To do ▸
[1] According to the text on term insurance and investment plans, who is insurance ideally a good fit for?
[2] Convert the records from the line with "Target: stainless steel refrigerator" through the end of the records into a numbered list with one line per item, leaving out blank lines.

Should one buy term insurance or an investment plan? That is the question we all should ask ourselves before signing up for either one or both of them. Understanding the purpose of insurance and investment separately is necessary. Insurance, if we go by the real meaning, works to protect us from unforeseen events such as death. It offers the policyholders' family with a pre-opted Sum assured in case of their unexpected demise. This Sum assured takes care of all Financial needs of the family such as Rents, Loans, EMIs, Child Education etc. Ideally, Insurance is a good fit for those who have financial dependents and liabilities. So, people having dependents and financial responsibilities must buy insurance for sole purpose of protection.
Investment or a product that is a mix of both investment and insurance must also be bought but after taking into account its offerings. Product that is a mix of investment and insurance offers you income with some protection in the form of insurance. It makes sense to buy such products for your old age when you are through with all your financial and other liabilities. Meaning to say, insurance and investment have their own significance. It is difficult to manage without either one of them.
Let us understand the functioning of Insurance and Insurance-investment product through their representatives, Term insurance vs Endowment plan.

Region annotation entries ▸
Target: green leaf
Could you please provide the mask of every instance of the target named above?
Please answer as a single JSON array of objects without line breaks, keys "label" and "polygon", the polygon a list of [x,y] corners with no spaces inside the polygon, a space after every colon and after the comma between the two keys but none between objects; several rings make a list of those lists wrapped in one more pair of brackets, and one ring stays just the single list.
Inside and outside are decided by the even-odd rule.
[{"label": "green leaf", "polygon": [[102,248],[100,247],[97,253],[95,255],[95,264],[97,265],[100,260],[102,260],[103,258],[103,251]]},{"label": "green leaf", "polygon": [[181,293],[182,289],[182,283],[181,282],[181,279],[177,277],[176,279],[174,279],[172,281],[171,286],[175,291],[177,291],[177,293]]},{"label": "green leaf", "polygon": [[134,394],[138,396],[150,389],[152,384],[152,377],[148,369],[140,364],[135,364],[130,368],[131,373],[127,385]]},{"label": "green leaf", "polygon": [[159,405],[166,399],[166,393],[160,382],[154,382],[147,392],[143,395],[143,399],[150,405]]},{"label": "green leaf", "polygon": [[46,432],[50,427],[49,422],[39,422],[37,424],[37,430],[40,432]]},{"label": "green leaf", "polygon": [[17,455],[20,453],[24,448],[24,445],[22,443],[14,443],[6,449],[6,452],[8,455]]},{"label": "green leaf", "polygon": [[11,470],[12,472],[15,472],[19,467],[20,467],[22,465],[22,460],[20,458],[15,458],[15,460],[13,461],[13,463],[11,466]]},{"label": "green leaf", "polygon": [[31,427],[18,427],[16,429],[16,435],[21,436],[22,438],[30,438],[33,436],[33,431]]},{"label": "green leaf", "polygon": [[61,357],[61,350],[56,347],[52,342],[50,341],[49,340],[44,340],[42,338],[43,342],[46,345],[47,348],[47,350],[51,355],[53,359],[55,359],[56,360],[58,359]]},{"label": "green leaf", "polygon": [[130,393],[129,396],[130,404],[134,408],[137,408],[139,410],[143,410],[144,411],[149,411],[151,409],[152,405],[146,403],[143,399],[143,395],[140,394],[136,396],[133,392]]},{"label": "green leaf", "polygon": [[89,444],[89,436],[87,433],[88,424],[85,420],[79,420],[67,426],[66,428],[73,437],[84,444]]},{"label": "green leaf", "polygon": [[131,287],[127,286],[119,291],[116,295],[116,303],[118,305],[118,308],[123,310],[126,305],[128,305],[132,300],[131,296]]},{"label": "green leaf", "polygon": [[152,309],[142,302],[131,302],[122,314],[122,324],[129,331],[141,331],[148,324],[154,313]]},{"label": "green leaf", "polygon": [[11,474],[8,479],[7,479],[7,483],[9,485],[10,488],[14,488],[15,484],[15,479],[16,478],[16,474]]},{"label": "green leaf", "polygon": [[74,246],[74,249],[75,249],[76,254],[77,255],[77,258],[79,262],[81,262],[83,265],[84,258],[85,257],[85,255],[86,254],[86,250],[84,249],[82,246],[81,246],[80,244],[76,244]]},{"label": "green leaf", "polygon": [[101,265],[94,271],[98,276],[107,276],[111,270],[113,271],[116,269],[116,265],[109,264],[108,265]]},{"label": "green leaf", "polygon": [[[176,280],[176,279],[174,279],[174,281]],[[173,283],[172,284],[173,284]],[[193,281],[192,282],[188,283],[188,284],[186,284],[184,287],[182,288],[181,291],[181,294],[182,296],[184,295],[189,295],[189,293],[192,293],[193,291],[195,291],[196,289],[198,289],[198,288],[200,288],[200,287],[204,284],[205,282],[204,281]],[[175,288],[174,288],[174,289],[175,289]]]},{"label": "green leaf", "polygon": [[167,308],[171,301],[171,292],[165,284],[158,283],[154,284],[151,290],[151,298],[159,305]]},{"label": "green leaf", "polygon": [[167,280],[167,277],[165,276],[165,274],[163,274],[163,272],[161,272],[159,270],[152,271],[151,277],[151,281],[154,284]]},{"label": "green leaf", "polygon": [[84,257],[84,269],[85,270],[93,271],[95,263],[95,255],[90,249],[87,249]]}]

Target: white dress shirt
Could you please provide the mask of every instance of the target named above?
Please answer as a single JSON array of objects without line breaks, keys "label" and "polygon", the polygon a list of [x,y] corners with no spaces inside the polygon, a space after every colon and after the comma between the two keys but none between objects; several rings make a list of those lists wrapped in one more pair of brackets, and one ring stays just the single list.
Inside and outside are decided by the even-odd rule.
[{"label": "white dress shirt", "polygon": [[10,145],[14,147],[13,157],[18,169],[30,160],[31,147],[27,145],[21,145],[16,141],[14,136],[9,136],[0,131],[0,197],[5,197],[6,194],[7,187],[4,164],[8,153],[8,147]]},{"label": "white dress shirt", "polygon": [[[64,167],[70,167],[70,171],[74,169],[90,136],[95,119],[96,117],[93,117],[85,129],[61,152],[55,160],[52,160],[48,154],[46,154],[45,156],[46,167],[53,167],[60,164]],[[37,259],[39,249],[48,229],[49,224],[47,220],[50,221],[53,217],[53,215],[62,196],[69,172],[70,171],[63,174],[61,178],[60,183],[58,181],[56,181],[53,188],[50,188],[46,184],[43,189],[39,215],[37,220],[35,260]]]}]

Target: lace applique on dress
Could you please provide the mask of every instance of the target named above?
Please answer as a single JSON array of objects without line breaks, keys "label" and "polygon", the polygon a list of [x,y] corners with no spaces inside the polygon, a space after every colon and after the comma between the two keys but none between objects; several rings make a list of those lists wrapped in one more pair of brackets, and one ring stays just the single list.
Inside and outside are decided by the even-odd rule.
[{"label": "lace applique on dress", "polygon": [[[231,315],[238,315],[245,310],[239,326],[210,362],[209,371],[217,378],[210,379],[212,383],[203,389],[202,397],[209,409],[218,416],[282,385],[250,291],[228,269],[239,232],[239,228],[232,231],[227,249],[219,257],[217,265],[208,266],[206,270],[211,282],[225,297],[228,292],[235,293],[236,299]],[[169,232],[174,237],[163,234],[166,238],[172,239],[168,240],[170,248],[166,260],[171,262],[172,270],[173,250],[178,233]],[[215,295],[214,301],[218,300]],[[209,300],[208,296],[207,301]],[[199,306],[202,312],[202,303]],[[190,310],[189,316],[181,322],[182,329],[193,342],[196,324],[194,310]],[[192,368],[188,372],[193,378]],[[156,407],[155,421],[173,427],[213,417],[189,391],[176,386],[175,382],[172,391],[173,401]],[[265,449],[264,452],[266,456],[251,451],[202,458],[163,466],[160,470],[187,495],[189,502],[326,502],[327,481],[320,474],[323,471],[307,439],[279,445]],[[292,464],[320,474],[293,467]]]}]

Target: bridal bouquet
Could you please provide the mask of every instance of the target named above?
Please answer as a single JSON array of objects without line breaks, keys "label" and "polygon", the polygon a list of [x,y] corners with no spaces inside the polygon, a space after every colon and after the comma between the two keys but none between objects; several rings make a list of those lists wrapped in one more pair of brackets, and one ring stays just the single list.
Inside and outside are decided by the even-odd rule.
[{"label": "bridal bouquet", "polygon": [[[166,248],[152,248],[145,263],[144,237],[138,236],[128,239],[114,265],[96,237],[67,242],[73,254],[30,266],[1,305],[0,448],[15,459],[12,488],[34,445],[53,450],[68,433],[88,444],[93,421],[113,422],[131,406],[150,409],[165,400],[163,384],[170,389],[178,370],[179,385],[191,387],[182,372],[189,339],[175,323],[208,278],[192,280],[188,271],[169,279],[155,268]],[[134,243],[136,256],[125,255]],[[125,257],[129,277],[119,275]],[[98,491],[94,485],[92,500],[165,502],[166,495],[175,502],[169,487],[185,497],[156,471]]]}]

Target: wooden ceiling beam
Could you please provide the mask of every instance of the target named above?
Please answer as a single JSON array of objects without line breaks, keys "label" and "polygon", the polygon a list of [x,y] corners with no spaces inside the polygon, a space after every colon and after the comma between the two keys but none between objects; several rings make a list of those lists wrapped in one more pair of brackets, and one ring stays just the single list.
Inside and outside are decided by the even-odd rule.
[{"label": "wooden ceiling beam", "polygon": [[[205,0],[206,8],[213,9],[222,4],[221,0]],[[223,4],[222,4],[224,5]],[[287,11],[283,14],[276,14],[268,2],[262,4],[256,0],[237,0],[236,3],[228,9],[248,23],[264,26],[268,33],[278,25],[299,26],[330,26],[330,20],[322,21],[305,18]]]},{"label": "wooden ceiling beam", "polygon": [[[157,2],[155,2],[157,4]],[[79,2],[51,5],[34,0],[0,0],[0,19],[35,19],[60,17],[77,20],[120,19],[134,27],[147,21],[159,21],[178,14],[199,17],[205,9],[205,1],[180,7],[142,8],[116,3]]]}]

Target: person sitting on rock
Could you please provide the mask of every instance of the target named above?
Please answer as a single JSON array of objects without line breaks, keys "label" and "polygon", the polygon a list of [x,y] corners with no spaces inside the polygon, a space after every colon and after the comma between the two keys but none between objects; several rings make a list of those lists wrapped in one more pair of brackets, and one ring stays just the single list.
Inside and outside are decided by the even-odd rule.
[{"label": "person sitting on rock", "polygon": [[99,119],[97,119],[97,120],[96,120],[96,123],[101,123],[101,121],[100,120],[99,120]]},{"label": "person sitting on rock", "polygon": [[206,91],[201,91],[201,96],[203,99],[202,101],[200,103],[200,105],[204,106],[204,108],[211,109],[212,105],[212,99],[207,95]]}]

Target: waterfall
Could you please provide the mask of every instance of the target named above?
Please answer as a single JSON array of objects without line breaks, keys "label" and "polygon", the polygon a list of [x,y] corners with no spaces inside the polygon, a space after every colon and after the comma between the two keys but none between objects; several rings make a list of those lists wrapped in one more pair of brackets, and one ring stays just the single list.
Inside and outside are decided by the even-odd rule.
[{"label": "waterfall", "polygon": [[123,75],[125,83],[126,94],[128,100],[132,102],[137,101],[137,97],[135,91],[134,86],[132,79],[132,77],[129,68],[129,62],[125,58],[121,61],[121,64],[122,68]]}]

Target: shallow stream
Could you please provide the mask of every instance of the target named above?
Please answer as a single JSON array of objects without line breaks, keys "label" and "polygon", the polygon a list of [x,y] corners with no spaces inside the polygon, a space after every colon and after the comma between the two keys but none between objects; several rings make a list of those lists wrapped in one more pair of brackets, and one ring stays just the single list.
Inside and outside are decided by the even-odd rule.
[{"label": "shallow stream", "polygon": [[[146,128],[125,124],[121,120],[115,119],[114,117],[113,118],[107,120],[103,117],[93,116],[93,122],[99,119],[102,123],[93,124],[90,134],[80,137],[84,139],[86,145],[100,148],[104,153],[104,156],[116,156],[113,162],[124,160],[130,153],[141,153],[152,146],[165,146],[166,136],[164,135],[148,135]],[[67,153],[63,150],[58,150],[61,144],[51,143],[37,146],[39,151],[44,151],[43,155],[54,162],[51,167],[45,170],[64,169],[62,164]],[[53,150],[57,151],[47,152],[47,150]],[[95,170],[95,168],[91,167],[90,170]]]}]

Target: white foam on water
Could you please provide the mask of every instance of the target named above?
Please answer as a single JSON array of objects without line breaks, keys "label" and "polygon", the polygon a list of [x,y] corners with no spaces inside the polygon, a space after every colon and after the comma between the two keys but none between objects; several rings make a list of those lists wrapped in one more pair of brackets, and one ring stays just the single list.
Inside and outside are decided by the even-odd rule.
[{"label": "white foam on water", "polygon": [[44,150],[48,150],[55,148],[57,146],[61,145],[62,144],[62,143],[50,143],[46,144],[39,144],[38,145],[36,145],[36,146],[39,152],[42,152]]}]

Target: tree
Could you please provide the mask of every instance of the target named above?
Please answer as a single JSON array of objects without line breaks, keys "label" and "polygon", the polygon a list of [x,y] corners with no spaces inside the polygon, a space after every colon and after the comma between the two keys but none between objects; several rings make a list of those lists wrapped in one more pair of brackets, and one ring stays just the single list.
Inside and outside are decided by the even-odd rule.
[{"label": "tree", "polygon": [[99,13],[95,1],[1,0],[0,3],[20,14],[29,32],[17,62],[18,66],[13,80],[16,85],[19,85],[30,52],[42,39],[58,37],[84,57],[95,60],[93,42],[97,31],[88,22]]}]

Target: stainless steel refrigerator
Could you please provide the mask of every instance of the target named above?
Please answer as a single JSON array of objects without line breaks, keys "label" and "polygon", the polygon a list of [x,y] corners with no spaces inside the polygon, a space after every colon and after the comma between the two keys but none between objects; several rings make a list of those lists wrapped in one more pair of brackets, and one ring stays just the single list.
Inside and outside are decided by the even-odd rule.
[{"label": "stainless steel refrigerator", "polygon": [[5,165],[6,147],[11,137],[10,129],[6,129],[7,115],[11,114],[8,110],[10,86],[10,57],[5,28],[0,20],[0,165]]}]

Solved problems ▸
[1] Those who have financial dependents and liabilities.

[2]
1. Target: stainless steel refrigerator
2. Could you please provide the mask of every instance of the target named above?
3. Please answer as a single JSON array of objects without line breaks, keys "label" and "polygon", the polygon a list of [x,y] corners with no spaces inside the polygon, a space after every colon and after the comma between the two keys but none between objects; several rings make a list of those lists wrapped in one more pair of brackets, and one ring stays just the single list.
4. Inside and outside are decided by the even-odd rule.
5. [{"label": "stainless steel refrigerator", "polygon": [[5,165],[6,147],[11,137],[10,129],[6,129],[7,115],[11,114],[8,110],[10,86],[10,57],[5,28],[0,20],[0,165]]}]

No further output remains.